== FRAGMENTO DEL DOCUMENTO ==
━━━━

# Ayuda con memoria ram diseñada en vhdl



## electronacho (Feb 17, 2011)

Hola colegas, primero les quiero contar que es mi primer tema aca, asi que tengan piedad.
Paso a contarles, estoy diseñando una alarma en este codigo, y encontre en la web una memoria ram diseñada tamien en este lenguaje, que me puede servir. esta es la pagina (http://www.dacya.ucm.es/marcos/intvhdl.pdf)
les paso el codigo

library ieee;
use ieee.std_logic_1164.all;
use ieee.std_logic_arith.all;
use ieee.std_logic_unsigned.all;
-- El paquete debe contener la función que pasa de std_logic_vector a
-- natural, para poder acceder al array (ver sección 6)

entity SRAM is
generic( w: integer:=4; -- ancho de palabra
d: integer:=4; -- nº de palabras
a: integer:=2); -- ancho dirección
port( Clock: in std_logic;
Enable: in std_logic;
Read : in std_logic;
Write: in std_logic;
Read_Addr: in std_logic_vector(a-1 downto 0);
Write_Addr: in std_logic_vector(a-1 downto 0);
Data_in: in std_logic_vector(w-1 downto 0);
Data_out: out std_logic_vector(w-1 downto 0)

━━━━

== QUÉ SE PIDE ==
**A)** Indica si cada afirmación concuerda con el hilo sobre la memoria RAM en VHDL y cita las palabras que lo deciden: (i) quien escribe halló la memoria RAM en la web; (ii) el ancho de palabra predeterminado de la entidad es 8; (iii) quien escribe dice que es su primer tema en el foro.
**B)** Prosigue el hilo sobre la memoria RAM en VHDL a partir de su última línea.

== SECCIÓN DE DATOS ==
━━━━

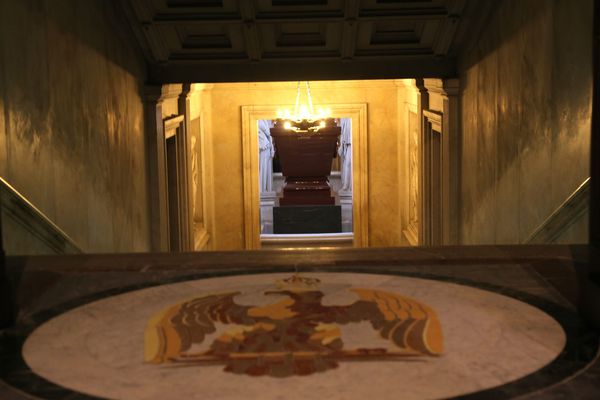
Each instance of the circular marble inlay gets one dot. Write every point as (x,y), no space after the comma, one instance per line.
(271,336)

━━━━

== RESPUESTAS DEL EJERCICIO ==
**A)**
(i) Sí: "encontre en la web una memoria ram".
(ii) No: "w: integer:=4; -- ancho de palabra".
(iii) Sí: "es mi primer tema aca".

**B)**
);
end SRAM;

architecture behav of SRAM is
-- Utilizamos un array para guardar los valores de la memoria
type ram_type is array (0 to d-1) of std_logic_vector(w-1 downto 0);
signal tmp_ram: ram_type;
begin
-- Lectura
process(Clock, Read)
begin
if (Clock'event and Clock='1') then
if Enable='1' then
if Read='1' then
Data_out <= tmp_ram(std2n(Read_Addr));
else
Data_out <= (Data_out'range => 'Z');
-- Todos los bits de Data_out se ponen a 'Z'
end if;
end if;
end if;
end process;
-- Escritura
process(Clock, Write)
begin
if (Clock'event and Clock='1') then
if Enable='1' then
if Write='1' then
tmp_ram(std2n(Write_Addr)) <= Data_in;
end if;
end if;
end if;
end process;
end behav;

La cuestion es que me da error en donde dice std2n, me dice que no esta declarado.
en mi opinion la falta una libreria o un package que pasa de un vector de bit a numero natural, que tamine lo dice el propio codigo como nota, y el tema es que no encuentro nada de eso, y ni idea como se puede diseñar. Les agradecere infinitamente su ayuda. desde ya muchas gracias


----------



## electronacho (Feb 17, 2011)

A lo mejor saben como diseñar una memoria en vhdl (otra forma a la que yo propongo), para implementarla en un cpld. Si pudieran decirme como hacerla o pasarme el codigo para poder verlo. Estoy abierto a cualquier propuestas. Muchas gracias.


----------



## Ferny (Feb 17, 2011)

Comentario que aparece al principio:

-- El paquete debe contener la función que pasa de std_logic_vector a
-- natural, para poder acceder al array (ver sección 6)

Ésa es la función std2n...

Prueba cambiando std2n por conv_integer, debería funcionar igual y no darte problemas.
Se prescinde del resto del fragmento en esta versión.